### WORK TO COMPLETE
Give back, character for character, the line that includes "the tree base" and all lines beneath it in the data.

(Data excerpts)
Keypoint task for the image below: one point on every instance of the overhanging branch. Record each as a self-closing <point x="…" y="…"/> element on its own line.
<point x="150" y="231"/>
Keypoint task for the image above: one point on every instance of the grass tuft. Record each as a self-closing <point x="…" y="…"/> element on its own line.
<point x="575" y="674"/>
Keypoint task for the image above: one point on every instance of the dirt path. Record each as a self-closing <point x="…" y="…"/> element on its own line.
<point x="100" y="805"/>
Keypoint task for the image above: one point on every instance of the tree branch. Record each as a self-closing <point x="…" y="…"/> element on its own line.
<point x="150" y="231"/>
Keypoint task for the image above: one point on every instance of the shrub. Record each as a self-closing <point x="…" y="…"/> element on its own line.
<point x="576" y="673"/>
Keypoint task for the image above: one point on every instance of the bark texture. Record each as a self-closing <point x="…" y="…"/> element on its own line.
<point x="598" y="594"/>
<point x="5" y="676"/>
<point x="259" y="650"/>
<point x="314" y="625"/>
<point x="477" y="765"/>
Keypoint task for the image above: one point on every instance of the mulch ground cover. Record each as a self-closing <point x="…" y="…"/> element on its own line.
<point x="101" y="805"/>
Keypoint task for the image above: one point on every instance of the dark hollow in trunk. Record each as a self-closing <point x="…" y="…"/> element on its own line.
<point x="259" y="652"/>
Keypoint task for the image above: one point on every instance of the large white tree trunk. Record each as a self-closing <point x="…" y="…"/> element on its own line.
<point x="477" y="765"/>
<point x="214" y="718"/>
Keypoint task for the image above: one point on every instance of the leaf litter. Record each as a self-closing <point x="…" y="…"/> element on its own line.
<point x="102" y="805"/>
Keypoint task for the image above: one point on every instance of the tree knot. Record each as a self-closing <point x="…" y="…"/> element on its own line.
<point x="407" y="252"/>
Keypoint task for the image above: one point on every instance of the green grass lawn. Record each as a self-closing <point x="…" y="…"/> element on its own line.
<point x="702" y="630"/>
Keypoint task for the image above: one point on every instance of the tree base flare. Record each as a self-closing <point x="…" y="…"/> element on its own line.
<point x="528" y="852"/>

### OUTPUT OF THE EXERCISE
Keypoint task for the image above: one point on every instance of the tree base flare. Record each as a self-closing <point x="…" y="…"/> element on its own line.
<point x="528" y="852"/>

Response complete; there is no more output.